▼▼▼

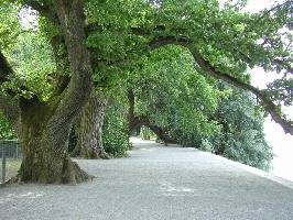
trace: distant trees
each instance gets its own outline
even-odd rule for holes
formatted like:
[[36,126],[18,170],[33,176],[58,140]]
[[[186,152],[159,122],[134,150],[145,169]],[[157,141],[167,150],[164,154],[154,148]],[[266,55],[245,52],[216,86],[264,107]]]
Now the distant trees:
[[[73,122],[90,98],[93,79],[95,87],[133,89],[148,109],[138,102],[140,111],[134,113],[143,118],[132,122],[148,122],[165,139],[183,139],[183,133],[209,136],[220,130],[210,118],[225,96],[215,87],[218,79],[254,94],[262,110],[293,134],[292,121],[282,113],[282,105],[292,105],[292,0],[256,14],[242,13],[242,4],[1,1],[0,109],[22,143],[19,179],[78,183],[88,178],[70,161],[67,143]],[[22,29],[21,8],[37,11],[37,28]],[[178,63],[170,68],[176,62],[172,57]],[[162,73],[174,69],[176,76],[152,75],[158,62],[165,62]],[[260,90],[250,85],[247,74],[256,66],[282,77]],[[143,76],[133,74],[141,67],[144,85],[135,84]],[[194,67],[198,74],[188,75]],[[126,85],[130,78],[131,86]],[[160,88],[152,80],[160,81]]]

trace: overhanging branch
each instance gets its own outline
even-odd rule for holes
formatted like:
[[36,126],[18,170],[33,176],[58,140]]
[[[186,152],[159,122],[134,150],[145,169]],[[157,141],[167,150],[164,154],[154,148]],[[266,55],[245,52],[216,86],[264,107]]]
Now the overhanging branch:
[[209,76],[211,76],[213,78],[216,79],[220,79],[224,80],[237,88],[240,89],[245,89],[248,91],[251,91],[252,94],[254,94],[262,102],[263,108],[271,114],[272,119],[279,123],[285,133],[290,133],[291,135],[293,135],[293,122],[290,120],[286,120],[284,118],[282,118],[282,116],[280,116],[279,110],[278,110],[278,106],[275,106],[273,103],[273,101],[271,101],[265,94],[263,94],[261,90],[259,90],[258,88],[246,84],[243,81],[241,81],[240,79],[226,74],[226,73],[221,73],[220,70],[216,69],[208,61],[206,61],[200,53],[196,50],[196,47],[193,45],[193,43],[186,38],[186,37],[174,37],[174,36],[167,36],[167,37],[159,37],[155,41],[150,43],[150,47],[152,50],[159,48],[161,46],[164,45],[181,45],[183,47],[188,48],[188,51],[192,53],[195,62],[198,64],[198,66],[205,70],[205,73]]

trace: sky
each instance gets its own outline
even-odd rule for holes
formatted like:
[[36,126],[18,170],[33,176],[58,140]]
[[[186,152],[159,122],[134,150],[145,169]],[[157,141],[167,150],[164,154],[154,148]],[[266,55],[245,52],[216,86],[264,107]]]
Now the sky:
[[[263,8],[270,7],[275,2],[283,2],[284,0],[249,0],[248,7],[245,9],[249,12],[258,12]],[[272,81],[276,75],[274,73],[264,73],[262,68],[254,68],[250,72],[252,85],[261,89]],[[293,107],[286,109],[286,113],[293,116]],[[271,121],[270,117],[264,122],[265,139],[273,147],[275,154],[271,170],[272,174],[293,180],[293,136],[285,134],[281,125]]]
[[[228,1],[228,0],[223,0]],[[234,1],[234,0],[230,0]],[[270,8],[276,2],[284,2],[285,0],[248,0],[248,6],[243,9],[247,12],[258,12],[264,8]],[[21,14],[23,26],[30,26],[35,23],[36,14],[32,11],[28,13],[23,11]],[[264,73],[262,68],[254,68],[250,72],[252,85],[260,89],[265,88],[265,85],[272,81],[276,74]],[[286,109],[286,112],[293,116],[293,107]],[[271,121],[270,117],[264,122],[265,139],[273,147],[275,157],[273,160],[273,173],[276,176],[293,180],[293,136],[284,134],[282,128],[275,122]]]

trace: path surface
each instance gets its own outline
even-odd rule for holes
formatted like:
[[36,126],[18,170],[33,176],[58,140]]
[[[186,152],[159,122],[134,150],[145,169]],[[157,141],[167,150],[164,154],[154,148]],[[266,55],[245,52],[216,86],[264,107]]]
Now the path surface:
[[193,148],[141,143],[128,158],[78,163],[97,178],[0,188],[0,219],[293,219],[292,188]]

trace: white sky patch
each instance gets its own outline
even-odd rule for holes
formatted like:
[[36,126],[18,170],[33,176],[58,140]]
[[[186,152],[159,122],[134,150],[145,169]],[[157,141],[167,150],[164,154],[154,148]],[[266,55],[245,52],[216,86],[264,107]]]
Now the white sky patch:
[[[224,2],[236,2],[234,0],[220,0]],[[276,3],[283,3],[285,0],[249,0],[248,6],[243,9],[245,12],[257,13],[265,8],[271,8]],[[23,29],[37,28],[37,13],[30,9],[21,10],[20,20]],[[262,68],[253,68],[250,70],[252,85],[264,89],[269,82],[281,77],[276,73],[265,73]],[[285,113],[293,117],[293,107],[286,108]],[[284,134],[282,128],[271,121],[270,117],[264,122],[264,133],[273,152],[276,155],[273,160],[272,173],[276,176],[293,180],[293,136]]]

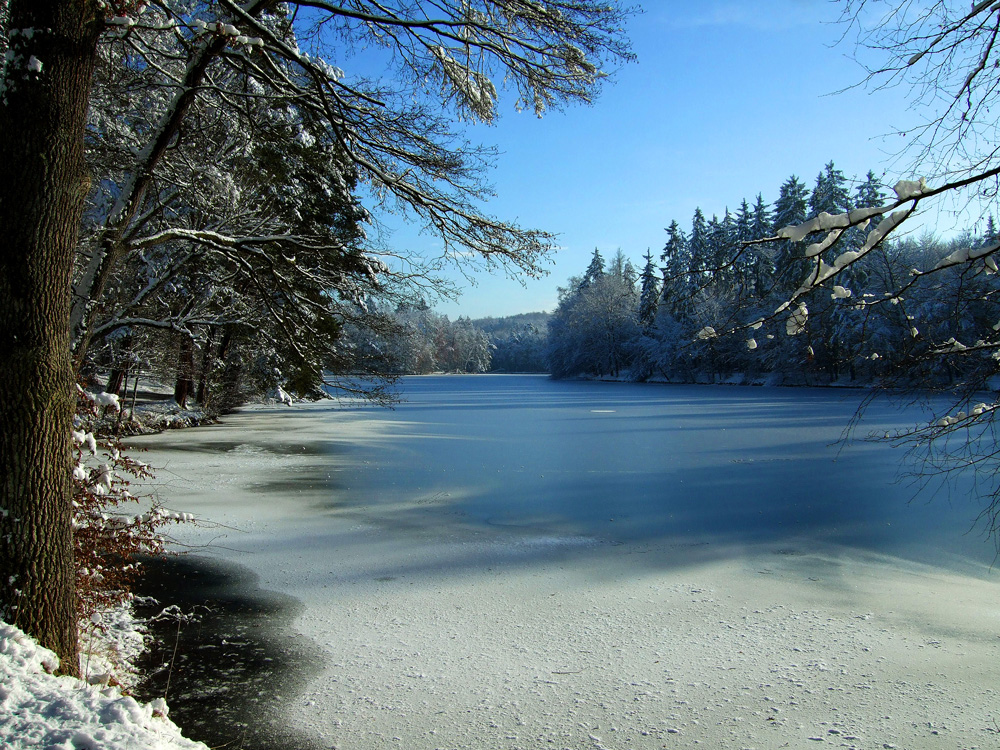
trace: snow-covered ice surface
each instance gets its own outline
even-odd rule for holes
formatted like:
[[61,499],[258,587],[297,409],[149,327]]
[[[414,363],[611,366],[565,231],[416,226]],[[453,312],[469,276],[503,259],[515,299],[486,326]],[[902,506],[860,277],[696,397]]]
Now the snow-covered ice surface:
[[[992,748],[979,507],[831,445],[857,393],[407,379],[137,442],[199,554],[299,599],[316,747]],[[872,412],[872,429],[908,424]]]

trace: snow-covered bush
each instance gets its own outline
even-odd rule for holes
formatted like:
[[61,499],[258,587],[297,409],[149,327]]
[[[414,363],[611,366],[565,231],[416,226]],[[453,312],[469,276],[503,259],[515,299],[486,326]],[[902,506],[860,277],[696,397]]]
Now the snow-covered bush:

▲▲▲

• [THE REQUEST] Present every line of the records above as a Markdown table with the columns "Row" and "Line," numbering the rows in order and skipping blank lines. Leave the pictures out of the table.

• [EXPECTED OUTPUT]
| Row | Line |
|---|---|
| 1 | trace: distant trees |
| 2 | each instance gets its own outline |
| 3 | even-odd rule for holes |
| 4 | formatted like: |
| 5 | [[36,126],[18,170],[33,176],[58,140]] |
| 6 | [[[186,152],[159,122],[134,150],[145,169]],[[157,141],[167,150],[164,154],[154,148]],[[266,55],[245,52],[216,86],[264,107]]] |
| 7 | Now the distant trees: |
| 8 | [[[73,122],[90,98],[93,79],[95,87],[133,89],[148,109],[138,102],[140,111],[134,113],[143,118],[132,122],[148,122],[165,139],[183,139],[183,133],[209,136],[220,130],[210,118],[225,96],[215,87],[218,79],[254,94],[262,110],[293,134],[292,121],[282,113],[282,105],[292,105],[292,0],[256,14],[242,13],[242,4],[1,1],[0,109],[22,143],[19,179],[78,183],[88,178],[70,161],[67,143]],[[22,29],[21,8],[37,11],[37,28]],[[178,63],[170,68],[176,62],[172,57]],[[162,73],[174,69],[176,76],[152,75],[158,62],[165,62]],[[260,90],[250,85],[247,74],[256,66],[282,77]],[[143,76],[133,74],[141,67],[144,85],[135,84]],[[194,67],[198,74],[188,75]],[[126,85],[130,78],[131,86]],[[160,88],[152,80],[160,81]]] |
| 9 | trace: overhanging branch |
| 10 | each instance gets its own outline |
| 11 | even-odd rule for holes |
| 12 | formatted like: |
| 13 | [[36,126],[18,170],[33,176],[58,140]] |
| 14 | [[[186,152],[159,122],[134,150],[145,169]],[[157,141],[167,150],[164,154],[154,148]],[[266,55],[245,52],[216,86],[264,107]]] |
| 15 | Now the overhanging branch: |
| 16 | [[209,76],[211,76],[213,78],[216,79],[220,79],[224,80],[237,88],[240,89],[245,89],[248,91],[251,91],[252,94],[254,94],[262,102],[263,108],[271,114],[272,119],[279,123],[285,133],[290,133],[291,135],[293,135],[293,122],[290,120],[286,120],[284,118],[282,118],[282,116],[280,116],[279,110],[278,110],[278,106],[275,106],[273,103],[273,101],[271,101],[265,94],[263,94],[261,90],[259,90],[258,88],[246,84],[243,81],[241,81],[240,79],[226,74],[226,73],[221,73],[220,70],[216,69],[208,61],[206,61],[200,53],[196,50],[196,47],[193,45],[193,43],[186,38],[186,37],[174,37],[174,36],[167,36],[167,37],[159,37],[155,41],[150,43],[150,47],[152,50],[159,48],[161,46],[164,45],[181,45],[183,47],[188,48],[188,51],[192,53],[195,62],[198,64],[198,66],[205,70],[205,73]] |
| 17 | trace: sky |
| 18 | each instance gets its own outline |
| 19 | even-odd rule for holes |
| 20 | formatted like: |
| 21 | [[36,126],[18,170],[33,176],[58,140]] |
| 22 | [[[186,152],[159,122],[134,150],[145,169]],[[157,141],[167,150],[164,154],[154,148]],[[266,55],[245,52],[216,86],[264,107]]] |
| 23 | Now the sky: |
| 24 | [[[263,8],[270,7],[275,2],[283,2],[284,0],[249,0],[248,7],[245,9],[249,12],[258,12]],[[272,81],[276,75],[274,73],[264,73],[262,68],[254,68],[250,72],[252,85],[261,89]],[[293,107],[286,109],[286,113],[293,116]],[[271,121],[270,117],[264,122],[265,139],[273,147],[275,154],[271,170],[272,174],[293,180],[293,136],[285,134],[281,125]]] |
| 25 | [[[228,1],[228,0],[223,0]],[[234,1],[234,0],[230,0]],[[270,8],[276,2],[284,2],[285,0],[248,0],[248,6],[243,9],[247,12],[258,12],[264,8]],[[21,14],[23,26],[30,26],[35,23],[36,14],[32,11],[28,13],[23,11]],[[264,73],[262,68],[254,68],[250,72],[252,85],[260,89],[265,88],[265,85],[272,81],[276,74]],[[286,109],[286,112],[293,116],[293,107]],[[271,121],[270,117],[264,122],[265,139],[273,147],[275,157],[273,160],[273,173],[276,176],[293,180],[293,136],[284,134],[282,128],[275,122]]] |
| 26 | trace: path surface |
| 27 | each instance gets its own outline |
| 28 | even-odd rule for holes |
| 29 | formatted like: |
| 30 | [[36,126],[18,170],[33,176],[58,140]] |
| 31 | [[[186,152],[159,122],[134,150],[145,169]],[[157,141],[167,150],[164,154],[154,148]],[[266,55],[245,52],[216,86],[264,107]]] |
| 32 | Now the path surface: |
| 33 | [[193,148],[141,143],[128,158],[78,163],[97,178],[0,188],[0,219],[293,219],[292,188]] |
| 34 | trace: white sky patch |
| 35 | each instance gets its own outline |
| 36 | even-odd rule for holes |
| 37 | formatted like: |
| 38 | [[36,126],[18,170],[33,176],[58,140]] |
| 39 | [[[186,152],[159,122],[134,150],[145,169]],[[157,141],[167,150],[164,154],[154,148]],[[266,55],[245,52],[216,86],[264,107]]] |
| 40 | Now the white sky patch: |
| 41 | [[[224,2],[236,2],[234,0],[220,0]],[[276,3],[283,3],[285,0],[249,0],[248,6],[243,9],[245,12],[257,13],[265,8],[271,8]],[[23,29],[37,28],[37,13],[30,9],[21,10],[20,20]],[[262,68],[253,68],[250,70],[252,85],[264,89],[269,82],[281,77],[276,73],[265,73]],[[285,113],[293,117],[293,107],[286,108]],[[284,134],[282,128],[271,121],[270,117],[264,122],[264,133],[273,152],[276,155],[273,160],[272,173],[276,176],[293,180],[293,136]]] |
| 42 | trace: snow-covered ice surface |
| 43 | each instance gets its own outline |
| 44 | even-odd rule for holes |
| 45 | formatted like: |
| 46 | [[61,499],[258,587],[297,409],[149,327]] |
| 47 | [[[414,363],[611,366],[565,231],[416,226]],[[453,312],[469,276],[503,259],[515,299],[486,326]],[[902,506],[860,277],[696,397]]] |
| 48 | Now the snow-covered ice surface: |
| 49 | [[[992,748],[979,507],[831,445],[857,393],[407,379],[137,442],[199,554],[299,599],[316,747]],[[872,412],[872,429],[908,424]]] |
| 50 | trace: snow-covered bush |
| 51 | each instance gets its own outline |
| 52 | even-odd rule for holes |
| 53 | formatted like: |
| 54 | [[61,499],[258,587],[297,409],[149,327]] |
| 55 | [[[414,363],[611,366],[565,231],[416,226]],[[453,312],[469,276],[503,259],[515,299],[486,326]],[[902,506],[860,277],[696,397]]] |
| 56 | Now the snow-covered bush: |